_Stored data_:

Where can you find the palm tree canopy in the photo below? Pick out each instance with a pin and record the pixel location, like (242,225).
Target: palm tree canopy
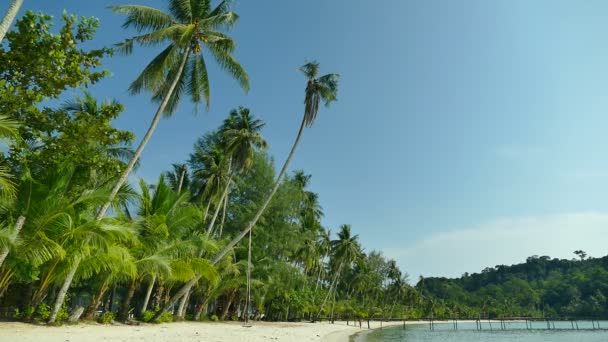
(241,134)
(186,28)
(318,88)
(346,248)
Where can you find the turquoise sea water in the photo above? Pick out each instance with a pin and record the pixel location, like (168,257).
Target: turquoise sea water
(563,332)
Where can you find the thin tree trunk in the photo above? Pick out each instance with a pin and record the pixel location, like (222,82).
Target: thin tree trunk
(206,211)
(96,301)
(182,305)
(219,204)
(181,181)
(224,214)
(144,306)
(163,105)
(123,315)
(242,234)
(228,304)
(248,299)
(63,291)
(331,286)
(201,309)
(18,226)
(9,17)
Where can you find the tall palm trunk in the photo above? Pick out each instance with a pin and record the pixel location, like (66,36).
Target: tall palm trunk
(248,299)
(96,301)
(123,315)
(228,304)
(202,308)
(181,181)
(18,226)
(180,314)
(123,177)
(64,290)
(144,305)
(10,15)
(224,215)
(331,286)
(206,211)
(220,202)
(181,292)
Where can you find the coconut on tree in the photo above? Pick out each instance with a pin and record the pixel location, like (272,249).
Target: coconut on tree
(188,31)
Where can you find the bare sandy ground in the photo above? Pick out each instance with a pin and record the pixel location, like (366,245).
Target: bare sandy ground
(183,332)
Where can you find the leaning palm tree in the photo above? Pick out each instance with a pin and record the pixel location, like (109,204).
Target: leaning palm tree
(10,15)
(317,88)
(346,250)
(241,136)
(188,28)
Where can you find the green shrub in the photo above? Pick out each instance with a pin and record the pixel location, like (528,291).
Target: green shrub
(43,311)
(107,317)
(63,314)
(166,317)
(147,316)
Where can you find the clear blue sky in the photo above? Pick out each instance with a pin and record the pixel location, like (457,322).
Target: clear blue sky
(467,133)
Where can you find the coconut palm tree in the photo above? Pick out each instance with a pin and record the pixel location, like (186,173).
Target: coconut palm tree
(240,134)
(10,15)
(346,249)
(211,177)
(187,29)
(179,179)
(317,88)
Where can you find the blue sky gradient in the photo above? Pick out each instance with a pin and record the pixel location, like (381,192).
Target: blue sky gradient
(452,116)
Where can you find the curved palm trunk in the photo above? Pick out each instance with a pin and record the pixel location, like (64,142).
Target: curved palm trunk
(123,177)
(223,215)
(123,315)
(63,291)
(181,292)
(248,299)
(228,305)
(144,306)
(96,301)
(181,181)
(182,305)
(10,15)
(18,226)
(331,286)
(219,204)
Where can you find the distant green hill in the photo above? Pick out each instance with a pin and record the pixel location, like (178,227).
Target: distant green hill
(540,287)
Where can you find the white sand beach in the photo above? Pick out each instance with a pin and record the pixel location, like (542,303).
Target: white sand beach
(183,332)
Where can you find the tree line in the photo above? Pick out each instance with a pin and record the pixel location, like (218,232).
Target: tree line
(541,287)
(222,235)
(78,241)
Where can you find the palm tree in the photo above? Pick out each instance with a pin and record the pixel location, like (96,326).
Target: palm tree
(241,136)
(10,15)
(346,250)
(322,88)
(187,28)
(210,176)
(178,178)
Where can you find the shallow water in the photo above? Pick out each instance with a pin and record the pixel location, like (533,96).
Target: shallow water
(467,332)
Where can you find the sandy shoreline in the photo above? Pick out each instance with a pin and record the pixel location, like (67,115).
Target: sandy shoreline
(194,332)
(181,332)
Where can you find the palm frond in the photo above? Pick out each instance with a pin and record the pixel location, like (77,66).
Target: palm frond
(143,17)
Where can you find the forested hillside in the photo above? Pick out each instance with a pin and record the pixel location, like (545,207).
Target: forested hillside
(540,287)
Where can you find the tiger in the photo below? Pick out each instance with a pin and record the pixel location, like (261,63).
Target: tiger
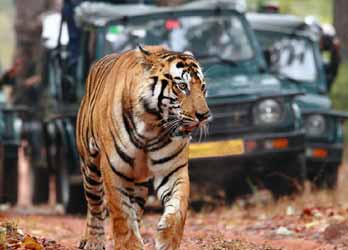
(133,131)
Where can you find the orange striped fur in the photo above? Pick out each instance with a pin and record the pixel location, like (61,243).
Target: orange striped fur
(133,130)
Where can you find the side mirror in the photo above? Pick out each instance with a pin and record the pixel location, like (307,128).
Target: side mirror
(267,55)
(331,70)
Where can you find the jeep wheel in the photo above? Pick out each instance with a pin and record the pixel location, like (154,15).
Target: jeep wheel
(324,175)
(69,190)
(287,176)
(40,184)
(10,171)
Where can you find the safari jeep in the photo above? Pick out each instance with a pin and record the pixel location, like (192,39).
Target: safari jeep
(256,135)
(10,127)
(292,47)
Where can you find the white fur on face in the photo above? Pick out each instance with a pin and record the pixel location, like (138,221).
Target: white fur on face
(175,71)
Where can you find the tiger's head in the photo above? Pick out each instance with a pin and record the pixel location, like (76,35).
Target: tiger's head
(175,92)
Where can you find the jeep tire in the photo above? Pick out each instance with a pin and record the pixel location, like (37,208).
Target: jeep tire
(287,176)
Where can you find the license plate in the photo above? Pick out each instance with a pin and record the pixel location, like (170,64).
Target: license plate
(216,149)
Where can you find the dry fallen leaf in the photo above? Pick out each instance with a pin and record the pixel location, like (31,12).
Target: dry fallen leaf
(31,243)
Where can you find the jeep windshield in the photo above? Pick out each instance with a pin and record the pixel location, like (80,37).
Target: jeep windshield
(292,57)
(221,38)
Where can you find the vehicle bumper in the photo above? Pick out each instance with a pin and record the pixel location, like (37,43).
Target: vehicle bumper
(323,153)
(248,147)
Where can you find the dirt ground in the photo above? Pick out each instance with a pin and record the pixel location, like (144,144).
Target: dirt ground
(315,220)
(282,226)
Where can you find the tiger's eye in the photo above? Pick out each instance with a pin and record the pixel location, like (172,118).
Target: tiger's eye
(182,86)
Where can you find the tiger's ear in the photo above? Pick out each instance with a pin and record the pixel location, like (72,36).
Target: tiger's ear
(144,51)
(146,57)
(187,52)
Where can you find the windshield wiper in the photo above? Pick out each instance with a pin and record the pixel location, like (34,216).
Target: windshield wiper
(286,77)
(218,58)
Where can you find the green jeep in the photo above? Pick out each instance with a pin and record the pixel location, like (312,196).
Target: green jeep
(293,49)
(10,130)
(256,135)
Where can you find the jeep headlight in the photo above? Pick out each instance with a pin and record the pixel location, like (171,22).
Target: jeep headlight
(267,112)
(315,125)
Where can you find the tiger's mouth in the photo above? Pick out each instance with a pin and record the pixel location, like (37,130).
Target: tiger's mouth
(189,128)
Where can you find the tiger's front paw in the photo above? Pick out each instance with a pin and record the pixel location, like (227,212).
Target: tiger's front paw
(92,244)
(169,231)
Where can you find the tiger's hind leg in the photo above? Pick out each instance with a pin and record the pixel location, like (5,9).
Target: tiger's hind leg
(120,201)
(94,236)
(173,190)
(139,196)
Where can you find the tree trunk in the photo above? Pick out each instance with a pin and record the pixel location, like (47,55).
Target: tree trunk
(341,24)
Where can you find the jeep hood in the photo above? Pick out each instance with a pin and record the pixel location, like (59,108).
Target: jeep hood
(241,86)
(313,102)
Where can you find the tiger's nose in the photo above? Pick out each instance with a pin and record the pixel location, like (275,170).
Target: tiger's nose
(203,116)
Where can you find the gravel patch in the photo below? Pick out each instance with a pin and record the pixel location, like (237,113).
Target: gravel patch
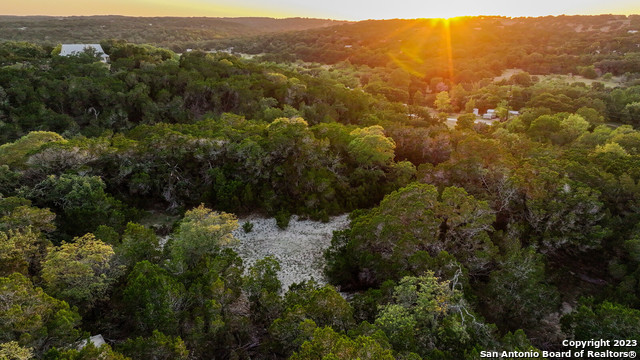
(299,248)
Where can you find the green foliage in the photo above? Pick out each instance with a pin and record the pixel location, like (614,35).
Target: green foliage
(247,226)
(81,272)
(17,153)
(32,318)
(327,344)
(202,232)
(518,294)
(139,243)
(263,288)
(13,351)
(82,202)
(88,352)
(591,321)
(443,102)
(282,219)
(465,121)
(429,317)
(18,214)
(158,346)
(371,148)
(22,252)
(406,222)
(154,298)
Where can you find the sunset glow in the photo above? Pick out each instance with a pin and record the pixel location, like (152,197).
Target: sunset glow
(353,10)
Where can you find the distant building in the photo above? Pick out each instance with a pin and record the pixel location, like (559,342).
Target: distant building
(491,114)
(76,49)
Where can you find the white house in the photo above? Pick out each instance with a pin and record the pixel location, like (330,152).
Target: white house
(491,114)
(76,49)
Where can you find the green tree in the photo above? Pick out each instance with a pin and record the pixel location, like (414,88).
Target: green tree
(371,148)
(465,121)
(443,102)
(13,351)
(413,219)
(81,272)
(154,298)
(201,232)
(325,343)
(591,321)
(32,318)
(139,243)
(158,347)
(429,317)
(22,252)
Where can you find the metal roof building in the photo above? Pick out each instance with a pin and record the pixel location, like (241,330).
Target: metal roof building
(76,49)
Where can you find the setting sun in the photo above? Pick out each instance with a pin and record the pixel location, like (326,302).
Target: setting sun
(351,10)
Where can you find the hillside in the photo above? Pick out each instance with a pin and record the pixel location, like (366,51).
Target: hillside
(164,31)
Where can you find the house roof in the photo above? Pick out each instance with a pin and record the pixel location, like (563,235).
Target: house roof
(74,49)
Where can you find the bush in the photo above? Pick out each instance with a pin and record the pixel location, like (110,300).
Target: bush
(282,219)
(247,227)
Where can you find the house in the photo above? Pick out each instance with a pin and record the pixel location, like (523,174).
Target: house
(76,49)
(491,114)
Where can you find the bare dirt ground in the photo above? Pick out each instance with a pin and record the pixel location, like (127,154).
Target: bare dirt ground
(299,248)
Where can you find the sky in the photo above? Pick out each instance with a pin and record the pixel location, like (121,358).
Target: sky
(334,9)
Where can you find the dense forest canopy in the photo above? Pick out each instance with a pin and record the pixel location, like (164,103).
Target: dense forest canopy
(467,234)
(172,32)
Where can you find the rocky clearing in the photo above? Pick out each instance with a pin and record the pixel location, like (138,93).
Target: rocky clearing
(299,248)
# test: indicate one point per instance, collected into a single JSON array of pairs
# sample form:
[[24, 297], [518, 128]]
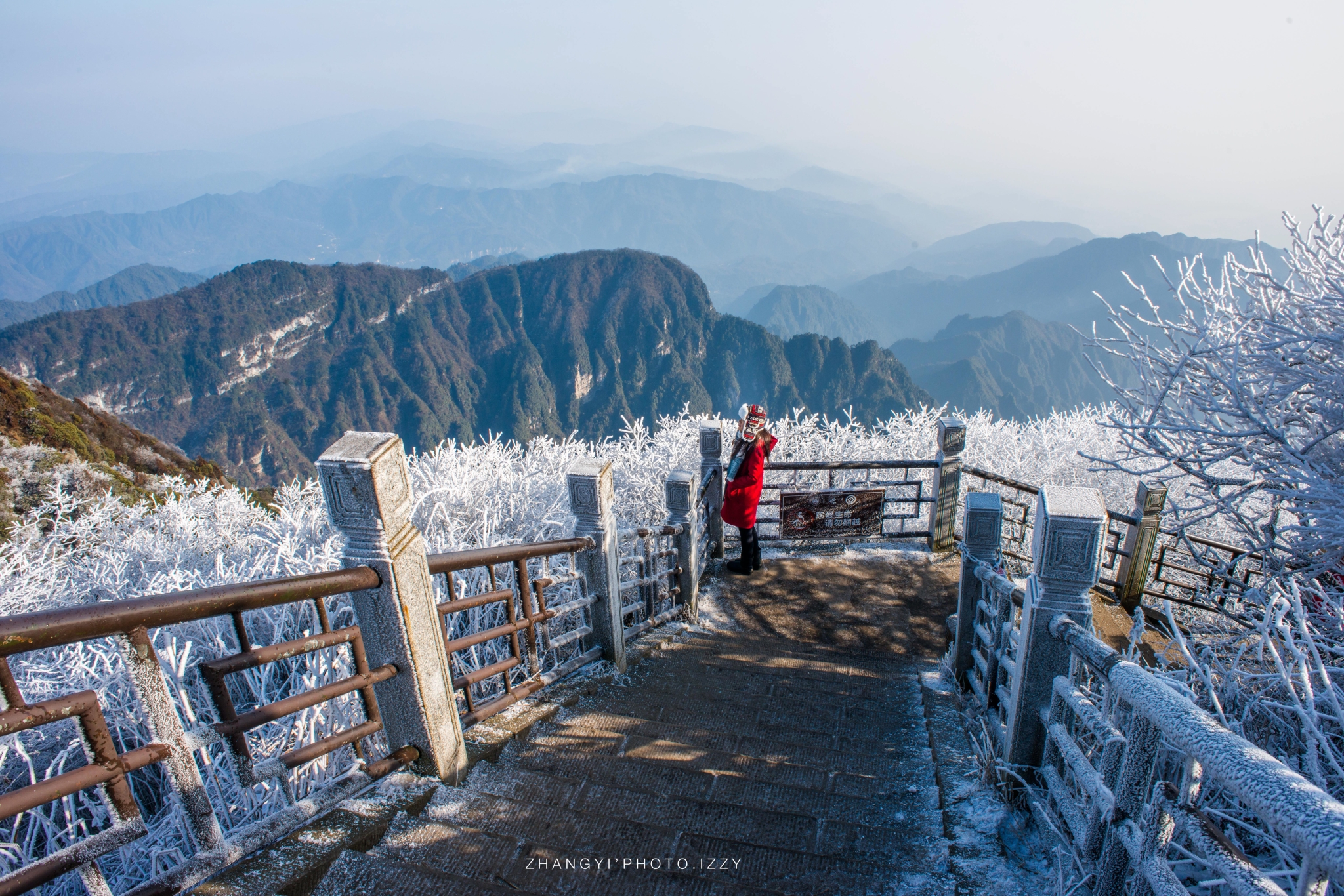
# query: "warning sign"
[[830, 514]]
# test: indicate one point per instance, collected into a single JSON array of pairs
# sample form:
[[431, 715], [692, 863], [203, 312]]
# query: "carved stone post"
[[1139, 544], [946, 484], [681, 495], [711, 458], [592, 496], [369, 499], [983, 529], [1066, 562]]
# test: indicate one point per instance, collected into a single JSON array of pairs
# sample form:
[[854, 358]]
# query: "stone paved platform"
[[784, 747]]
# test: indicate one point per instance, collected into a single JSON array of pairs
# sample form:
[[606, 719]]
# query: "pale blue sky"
[[1205, 117]]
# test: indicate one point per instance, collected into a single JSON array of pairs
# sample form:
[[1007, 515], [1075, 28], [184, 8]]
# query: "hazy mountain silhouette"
[[713, 225], [788, 311], [996, 247], [912, 304], [131, 285], [1014, 366], [262, 367]]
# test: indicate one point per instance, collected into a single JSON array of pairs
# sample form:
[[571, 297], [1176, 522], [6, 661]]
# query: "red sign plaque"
[[830, 514]]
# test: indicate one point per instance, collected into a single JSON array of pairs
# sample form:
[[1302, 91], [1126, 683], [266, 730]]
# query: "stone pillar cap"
[[984, 501], [1072, 501], [589, 466], [359, 448]]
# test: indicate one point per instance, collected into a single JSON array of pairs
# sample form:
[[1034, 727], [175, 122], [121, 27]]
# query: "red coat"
[[742, 495]]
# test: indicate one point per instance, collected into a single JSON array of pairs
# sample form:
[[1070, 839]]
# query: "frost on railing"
[[515, 619], [706, 508], [650, 567], [994, 642], [1143, 790]]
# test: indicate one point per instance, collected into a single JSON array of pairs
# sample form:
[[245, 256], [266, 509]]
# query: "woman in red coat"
[[744, 479]]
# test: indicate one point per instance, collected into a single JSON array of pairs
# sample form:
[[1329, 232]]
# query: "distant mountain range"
[[996, 247], [732, 234], [131, 285], [913, 304], [1014, 366], [262, 367], [788, 311]]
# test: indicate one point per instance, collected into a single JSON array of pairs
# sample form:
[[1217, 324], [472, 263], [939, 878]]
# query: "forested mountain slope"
[[724, 230], [788, 311], [1014, 366], [262, 367]]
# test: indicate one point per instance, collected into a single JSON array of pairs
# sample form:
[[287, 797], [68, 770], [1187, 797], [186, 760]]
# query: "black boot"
[[744, 565]]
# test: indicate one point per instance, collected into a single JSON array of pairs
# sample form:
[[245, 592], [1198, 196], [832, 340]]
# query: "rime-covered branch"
[[1236, 386]]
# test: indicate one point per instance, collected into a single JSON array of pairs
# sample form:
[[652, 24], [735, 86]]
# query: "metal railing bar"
[[55, 628], [456, 561], [282, 708], [296, 758], [1000, 480], [474, 601], [851, 465]]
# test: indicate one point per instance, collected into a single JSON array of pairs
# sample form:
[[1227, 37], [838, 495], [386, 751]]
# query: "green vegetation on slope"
[[262, 367]]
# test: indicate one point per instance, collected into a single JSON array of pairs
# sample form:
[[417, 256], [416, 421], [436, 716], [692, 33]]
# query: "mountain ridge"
[[788, 311], [1014, 366], [262, 367], [711, 225], [1058, 288]]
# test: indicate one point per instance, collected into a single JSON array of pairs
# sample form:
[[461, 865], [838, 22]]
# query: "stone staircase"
[[723, 764]]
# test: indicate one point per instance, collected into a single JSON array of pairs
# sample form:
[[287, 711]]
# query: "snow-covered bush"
[[1240, 396]]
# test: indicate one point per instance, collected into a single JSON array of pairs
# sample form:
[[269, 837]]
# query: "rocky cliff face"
[[261, 369]]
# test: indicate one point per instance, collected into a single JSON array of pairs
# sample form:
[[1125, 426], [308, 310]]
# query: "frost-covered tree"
[[1236, 387]]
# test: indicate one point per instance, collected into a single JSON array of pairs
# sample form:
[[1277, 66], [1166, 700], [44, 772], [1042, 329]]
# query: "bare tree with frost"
[[1237, 387]]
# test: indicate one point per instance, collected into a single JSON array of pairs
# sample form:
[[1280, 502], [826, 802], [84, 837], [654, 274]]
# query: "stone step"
[[831, 653], [901, 809], [777, 660], [674, 680], [541, 868], [729, 819], [678, 755], [852, 859], [363, 875], [776, 743], [730, 672], [801, 725]]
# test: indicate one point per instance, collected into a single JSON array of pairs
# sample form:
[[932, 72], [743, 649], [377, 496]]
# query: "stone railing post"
[[1139, 544], [711, 458], [1066, 563], [369, 499], [682, 487], [983, 529], [592, 499], [946, 484]]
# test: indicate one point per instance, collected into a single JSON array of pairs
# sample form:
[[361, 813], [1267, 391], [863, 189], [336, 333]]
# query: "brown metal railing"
[[131, 620], [526, 613], [648, 574]]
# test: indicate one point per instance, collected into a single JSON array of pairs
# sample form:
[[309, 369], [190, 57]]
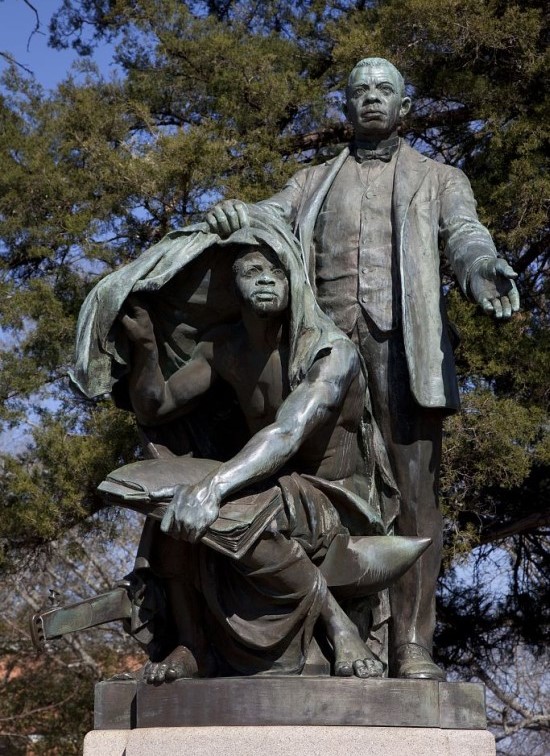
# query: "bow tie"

_Work item_:
Each line in the data that holds the string "below" needs to be copied.

_Your response_:
Where can you find the palm tree canopy in the photo below? Pick out each instance with a pin and record the pixel location, like (242,225).
Where can you find the tiger in the photo below? Pick out each instance with a pin and record the pixel location, like (261,63).
Where can you find the gravel patch in the photo below? Pick out each instance with a pin and record the pixel location, like (237,113).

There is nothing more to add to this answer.